Your task is to reproduce the entries below word for word.

* START *

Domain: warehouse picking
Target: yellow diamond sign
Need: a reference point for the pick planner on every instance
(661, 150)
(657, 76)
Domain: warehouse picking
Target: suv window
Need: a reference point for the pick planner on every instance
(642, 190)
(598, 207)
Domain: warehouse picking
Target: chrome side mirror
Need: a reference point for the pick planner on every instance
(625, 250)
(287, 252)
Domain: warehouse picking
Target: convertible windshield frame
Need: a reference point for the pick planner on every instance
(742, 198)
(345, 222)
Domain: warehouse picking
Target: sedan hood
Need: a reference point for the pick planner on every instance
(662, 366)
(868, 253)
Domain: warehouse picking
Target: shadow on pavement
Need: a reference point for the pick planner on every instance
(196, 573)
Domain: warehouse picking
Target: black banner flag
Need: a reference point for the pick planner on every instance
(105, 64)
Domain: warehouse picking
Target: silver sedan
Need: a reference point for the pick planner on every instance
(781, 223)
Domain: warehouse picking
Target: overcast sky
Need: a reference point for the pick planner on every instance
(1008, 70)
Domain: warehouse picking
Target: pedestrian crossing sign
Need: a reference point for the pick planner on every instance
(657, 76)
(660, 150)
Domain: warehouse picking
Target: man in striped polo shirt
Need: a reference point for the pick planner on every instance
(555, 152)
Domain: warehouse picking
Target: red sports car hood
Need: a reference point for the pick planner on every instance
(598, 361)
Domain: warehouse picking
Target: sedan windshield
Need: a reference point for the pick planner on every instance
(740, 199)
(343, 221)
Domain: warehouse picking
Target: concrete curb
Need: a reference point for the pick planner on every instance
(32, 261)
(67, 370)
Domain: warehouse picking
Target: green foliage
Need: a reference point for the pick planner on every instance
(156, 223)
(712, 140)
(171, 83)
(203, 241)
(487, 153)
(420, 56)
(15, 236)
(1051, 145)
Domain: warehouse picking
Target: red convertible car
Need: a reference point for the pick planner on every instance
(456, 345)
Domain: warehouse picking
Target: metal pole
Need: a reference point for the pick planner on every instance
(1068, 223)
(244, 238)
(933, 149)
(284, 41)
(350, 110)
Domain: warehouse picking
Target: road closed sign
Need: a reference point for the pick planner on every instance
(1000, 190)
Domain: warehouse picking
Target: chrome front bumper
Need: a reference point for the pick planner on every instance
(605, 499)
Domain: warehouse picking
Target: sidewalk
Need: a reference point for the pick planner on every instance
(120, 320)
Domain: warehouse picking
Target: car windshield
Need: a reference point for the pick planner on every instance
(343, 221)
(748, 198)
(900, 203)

* END *

■ **Exercise response**
Domain: warehouse picking
Target: yellow diamond sign
Need: a reference point for the pick planner on every instance
(661, 150)
(657, 76)
Domain: warehouse picking
Target: suv window
Need: a reference point for the pick planner on every instance
(642, 190)
(598, 207)
Domain: warehouse picking
Target: chrome side mirror
Need: a reference point for the pick planner on every instance
(625, 250)
(287, 252)
Domain: warehouse picking
Target: convertible windshield frame
Need: a reference point for the pick planner on every instance
(742, 198)
(345, 222)
Domain: warehouse picking
Target: sedan hood
Need: a reference point for the pick planner on every instance
(662, 366)
(868, 253)
Domain: warehouse picking
Target: shadow on pavement
Need: a reference point for the pick planner on every instance
(196, 573)
Domain: warehouse picking
Target: black banner flag
Need: a reference point for the pick planner on every instance
(105, 64)
Domain: warehouse picking
Target: silver sedan
Need: a reference point for the pick planner on every instance
(781, 223)
Domain: warehouse picking
Target: overcast sky
Need: a reference point for the pick planner on every instance
(1008, 70)
Domain: warehouse picking
Target: pedestrian crossing sign
Need: a reference point for the pick planner on every instance
(657, 76)
(660, 150)
Domain: warehouse picking
Target: man in striped polo shirt
Need: a reference point for the pick planner on every instance
(555, 152)
Domain: warehouse picking
Target: red sports car hood
Need: a reference point for the pick planner on every instance
(598, 361)
Domain: warehouse picking
Target: sedan windshield
Need: a reference point for the pick planner on every instance
(740, 199)
(343, 221)
Domain: warehouse picking
Target: concrete curb
Need: a reference point for the pick planner on every instance
(32, 261)
(67, 370)
Domain: warehouse picking
Target: green foliage
Need: a reference point for the pick planner on every instance
(156, 223)
(712, 140)
(171, 83)
(203, 241)
(487, 153)
(420, 56)
(15, 236)
(1051, 145)
Domain: warehouse picking
Target: red convertible car
Need: a reference point for the pick planner on every instance
(456, 345)
Domain: warehouse picking
Target: metal pole
Need: a reference point for the pick planner on every instance
(1068, 223)
(244, 238)
(933, 149)
(284, 41)
(350, 110)
Domain: warehouse picking
Target: road closed sign
Need: a reference point for the pick planner on every instance
(1000, 190)
Domain: warehouse picking
Target: chrome front bumper
Need: a reference point for the pick planner on every instance
(605, 499)
Domain: warehouse picking
Target: sidewalk
Need: a reference point for the pick planner on every instance
(120, 320)
Domain: warehouse picking
Target: car windshield
Need: a reference point for the pick planner on every instance
(343, 221)
(748, 198)
(900, 203)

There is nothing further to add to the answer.